Task to carry out
The listing below should be copied in full, word for word.

Supplied information
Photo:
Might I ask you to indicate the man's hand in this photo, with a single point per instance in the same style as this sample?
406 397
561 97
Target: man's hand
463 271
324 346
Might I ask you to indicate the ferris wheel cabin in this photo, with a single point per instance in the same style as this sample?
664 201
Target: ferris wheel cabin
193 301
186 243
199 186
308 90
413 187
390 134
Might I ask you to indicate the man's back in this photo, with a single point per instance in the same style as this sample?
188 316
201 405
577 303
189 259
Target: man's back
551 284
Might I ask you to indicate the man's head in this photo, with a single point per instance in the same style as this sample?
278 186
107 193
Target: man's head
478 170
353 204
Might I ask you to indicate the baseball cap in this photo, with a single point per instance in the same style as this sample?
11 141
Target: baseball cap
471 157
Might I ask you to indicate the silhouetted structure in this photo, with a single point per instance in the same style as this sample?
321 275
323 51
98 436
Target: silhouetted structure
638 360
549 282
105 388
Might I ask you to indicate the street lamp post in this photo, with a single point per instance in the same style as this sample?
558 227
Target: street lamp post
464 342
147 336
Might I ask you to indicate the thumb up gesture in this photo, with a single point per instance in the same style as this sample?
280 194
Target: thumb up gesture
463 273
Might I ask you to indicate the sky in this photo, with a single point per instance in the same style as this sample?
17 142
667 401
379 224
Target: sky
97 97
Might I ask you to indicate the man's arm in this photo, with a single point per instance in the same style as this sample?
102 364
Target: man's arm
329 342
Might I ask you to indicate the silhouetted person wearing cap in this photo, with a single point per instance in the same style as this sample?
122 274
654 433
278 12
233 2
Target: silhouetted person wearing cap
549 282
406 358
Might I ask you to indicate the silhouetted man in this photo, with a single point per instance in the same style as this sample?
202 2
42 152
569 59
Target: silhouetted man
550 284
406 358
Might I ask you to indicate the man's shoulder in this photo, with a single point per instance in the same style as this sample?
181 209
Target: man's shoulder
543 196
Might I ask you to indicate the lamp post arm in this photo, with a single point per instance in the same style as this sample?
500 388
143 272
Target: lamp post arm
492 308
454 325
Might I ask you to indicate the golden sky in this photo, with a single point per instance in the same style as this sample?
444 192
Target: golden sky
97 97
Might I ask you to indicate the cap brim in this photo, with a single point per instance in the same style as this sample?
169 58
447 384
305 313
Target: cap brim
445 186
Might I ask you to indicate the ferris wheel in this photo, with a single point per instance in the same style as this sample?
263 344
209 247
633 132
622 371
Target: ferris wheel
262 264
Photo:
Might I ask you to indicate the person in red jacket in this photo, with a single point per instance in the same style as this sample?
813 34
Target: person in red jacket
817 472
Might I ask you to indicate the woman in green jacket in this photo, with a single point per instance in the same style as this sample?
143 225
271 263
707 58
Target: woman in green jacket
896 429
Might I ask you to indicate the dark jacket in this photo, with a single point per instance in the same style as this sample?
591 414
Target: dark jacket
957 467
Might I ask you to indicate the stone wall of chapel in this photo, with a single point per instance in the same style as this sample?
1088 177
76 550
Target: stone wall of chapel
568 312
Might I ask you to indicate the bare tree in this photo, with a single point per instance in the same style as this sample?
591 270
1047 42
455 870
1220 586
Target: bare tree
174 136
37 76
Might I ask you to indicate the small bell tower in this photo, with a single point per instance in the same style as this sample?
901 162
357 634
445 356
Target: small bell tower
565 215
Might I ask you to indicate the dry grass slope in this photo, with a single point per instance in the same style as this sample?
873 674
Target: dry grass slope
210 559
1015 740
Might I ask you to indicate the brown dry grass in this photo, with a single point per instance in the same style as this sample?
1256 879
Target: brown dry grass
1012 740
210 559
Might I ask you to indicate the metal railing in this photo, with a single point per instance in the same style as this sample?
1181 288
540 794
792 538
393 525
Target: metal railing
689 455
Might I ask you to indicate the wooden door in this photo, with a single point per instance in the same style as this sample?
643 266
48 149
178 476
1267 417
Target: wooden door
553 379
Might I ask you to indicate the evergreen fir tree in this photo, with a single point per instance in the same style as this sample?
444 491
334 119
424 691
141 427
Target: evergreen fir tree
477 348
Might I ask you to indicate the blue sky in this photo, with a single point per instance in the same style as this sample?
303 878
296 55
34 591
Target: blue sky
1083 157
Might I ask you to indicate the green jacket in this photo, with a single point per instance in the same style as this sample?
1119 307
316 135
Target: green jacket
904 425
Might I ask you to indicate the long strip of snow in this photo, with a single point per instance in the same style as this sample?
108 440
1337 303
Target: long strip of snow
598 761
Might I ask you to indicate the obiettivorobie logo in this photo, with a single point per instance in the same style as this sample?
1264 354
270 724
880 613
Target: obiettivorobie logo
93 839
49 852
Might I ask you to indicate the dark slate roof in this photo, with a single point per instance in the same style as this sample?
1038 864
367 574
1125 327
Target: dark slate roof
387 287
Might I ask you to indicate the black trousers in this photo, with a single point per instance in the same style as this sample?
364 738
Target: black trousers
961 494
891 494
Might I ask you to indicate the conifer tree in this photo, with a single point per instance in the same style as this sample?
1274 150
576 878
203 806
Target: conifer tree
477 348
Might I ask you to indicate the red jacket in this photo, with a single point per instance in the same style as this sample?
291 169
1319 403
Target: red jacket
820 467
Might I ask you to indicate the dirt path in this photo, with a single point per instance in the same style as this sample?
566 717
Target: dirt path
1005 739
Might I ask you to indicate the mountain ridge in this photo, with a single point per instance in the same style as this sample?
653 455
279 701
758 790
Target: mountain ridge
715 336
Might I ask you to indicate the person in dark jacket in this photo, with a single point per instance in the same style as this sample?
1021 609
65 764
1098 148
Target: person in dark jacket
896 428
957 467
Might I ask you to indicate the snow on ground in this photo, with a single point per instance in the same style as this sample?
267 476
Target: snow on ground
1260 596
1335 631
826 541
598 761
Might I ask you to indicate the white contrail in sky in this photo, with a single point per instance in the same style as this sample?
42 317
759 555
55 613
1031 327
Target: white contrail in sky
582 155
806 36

Complete answer
Photo:
Might I ask you to indicate the man's hand in this photo, with a single point per instance in the same style as this sample?
406 397
561 97
Target: man's hand
463 271
324 346
Might I ask you to indicate the ferris wheel cabin in this photo, with a single point per instance in the same style as this sample?
664 201
Target: ferris wheel cabin
193 301
186 243
199 186
308 90
413 187
390 134
Might I ask you to indicate the man's back in this photo, with a single point per instance in the same style as this sample?
188 316
201 405
577 303
189 259
Target: man's back
551 284
Might I ask you to indicate the man's head in this photo, with a single point per instance in the same style as this sample?
278 186
107 193
Target: man's head
478 170
353 204
Might I ask you to indicate the baseball cap in this photo, with a single point per instance in the same style as this sample?
11 141
Target: baseball cap
471 157
Might I ask you to indicate the silhouetted structure in this photo, with a single point per instance in the same style as this sample?
321 275
323 51
98 436
Target: silhouetted structure
638 360
549 282
105 388
Might I ask you to indicate the street lamp post in this photo, with a single point per instance in the same style as this sample?
558 227
Target: street lamp post
464 342
147 336
Might I ask you to indicate the thumb up gesture in this photo, with a single point per instance in the same style as this sample?
280 194
Target: thumb up gesture
463 273
Might I ask you to indicate the sky in this photo, with a single point per instance in the same style as this sample?
17 142
667 401
379 224
Target: sky
97 97
Might I ask you to indicate the man's arm in this photo, with a single point per instance in the same style as this sample?
102 364
Target: man's arm
329 342
Might I ask you to indicate the silhouetted person wearing cap in this photo, with a single point per instance in the same style as this sample?
122 274
654 433
278 12
233 2
Target: silhouetted person wearing cap
549 282
406 358
Might I ask you to indicate the silhouetted man in this photo, with a single point per instance in the same style as this sample?
202 2
42 152
569 59
Target: silhouetted man
550 284
406 358
Might I ask you to indicate the man's shoulder in this photo, with a single point per instance in the same style as this sample?
181 209
Target: man's shoulder
543 196
Might I ask you to indicate the lamp post arm in this photo, with a single point per instance in the same style as this sample?
500 388
143 272
Target: lamp post arm
492 308
454 325
Might I ask you to indicate the golden sky in this photo, with a single point per instance in the same style as this sample?
444 192
Target: golden sky
97 97
Might I ask you to indicate the cap brim in this photo, with a single point per instance in the same style as this sample?
169 58
447 384
305 313
Target: cap brim
445 186
Might I ask you to indicate the ferris wheel in this photo, with a single point per instance in the same style as this sample?
263 344
209 247
633 132
622 371
Target: ferris wheel
262 264
Photo:
Might I ask you to indicate the person in red jacket in this photo, with a single point per instance in the same style as this sample?
813 34
Target: person in red jacket
817 472
Might I ask you to indicate the woman in green jacket in this photo, with a single point per instance in the same style as this sample?
143 225
271 263
707 58
Target: woman in green jacket
896 429
Might I ask you to indicate the dark jacket in this photo, with a single point per instance in the same style as this sample?
591 414
Target: dark jacket
957 467
Might I ask you to indicate the stone wall of chapel in this photo, with a single point per instance in the same style as this sample?
1088 177
76 550
Target: stone wall of chapel
568 312
Might I ask you to indicate the bare tree in this photo, with a single point per instance in the same style as this sample?
591 270
1047 42
455 870
1220 586
Target: bare tree
174 136
37 76
Might I ask you to indicate the small bell tower in this photo, with a single point per instance in the same style as this sample?
901 162
357 634
445 356
Target: small bell tower
565 215
Might I ask you to indicate the dry grass slope in this photo, with a single point per instance in the same style as this sample?
873 674
Target: dry grass slope
210 559
1015 740
Might I ask you to indicate the brown dry grass in this photo, with a single point per instance in the same style as this sample?
1256 879
Target: brown dry grass
1012 740
210 559
Might I ask you to indicate the metal railing in this photo, with a single point per instance in the same style as this sample?
1181 288
540 794
792 538
393 525
Target: metal railing
689 455
Might I ask you to indicate the wooden door in this photo, with a single point per instance in the same style as this sample?
643 266
48 149
178 476
1267 417
Target: wooden door
553 379
Might I ask you to indicate the evergreen fir tree in this photo, with a single point per instance in the same style as this sample?
444 491
334 119
424 691
141 427
Target: evergreen fir tree
477 348
Might I ask you to indicate the blue sky in this photo, with a single point per instance in the same style as this sample?
303 878
296 55
34 591
Target: blue sky
1083 157
Might I ask you to indicate the green jacket in this photo, with a single point per instance in the same style as this sample?
1119 307
316 135
Target: green jacket
904 425
Might I ask you to indicate the long strip of snow in this photo, with a single point per instance in the same style as this sample?
108 440
1337 303
Target: long strip of snow
598 761
Might I ask you to indicate the obiettivorobie logo in this photo, with a single point per instance in the same style as this sample?
1264 354
270 724
880 613
Target: obiettivorobie logo
93 839
49 852
Might I ask you to indicate the dark slate roof in this photo, with a single point per instance in the same style as this sample?
1038 864
367 574
1125 327
Target: dark slate roof
387 287
Might I ask you to indicate the black trousers in this photo, with a single point per instance in the same style as this sample?
364 738
Target: black trousers
961 494
891 494
Might I ask you to indicate the conifer tree in this photo, with a single point per instance in the same style as this sample?
1274 150
576 878
203 806
Target: conifer tree
477 348
Might I ask you to indicate the red jacket in this photo, with a single point per instance in the same style as this sample?
291 169
1319 403
Target: red jacket
820 467
Might I ask you to indicate the dirt path in this photo, with a single point per instance in the same style as this sample?
566 717
Target: dirt path
1005 739
Might I ask you to indicate the mountain ridge in this photo, with a single point per instance in the same style as this sample?
653 455
279 701
758 790
Target: mountain ridge
715 336
Might I ask you to indicate the person in dark jacket in this photo, with a single point per instance in the same style as this sample?
1021 609
65 764
1098 148
Target: person in dark jacket
896 428
957 467
Might I ask you to indicate the snow on ground in this photo, with a single point per instance in the same style as this sample?
267 476
Target: snow on ground
1260 596
1335 631
826 541
598 761
Might I ask you to indicate the white contrail in sky in this photo, with a single point per instance in the same style as this sample?
42 317
759 555
55 613
1031 327
Target: white contrail in sky
582 155
806 36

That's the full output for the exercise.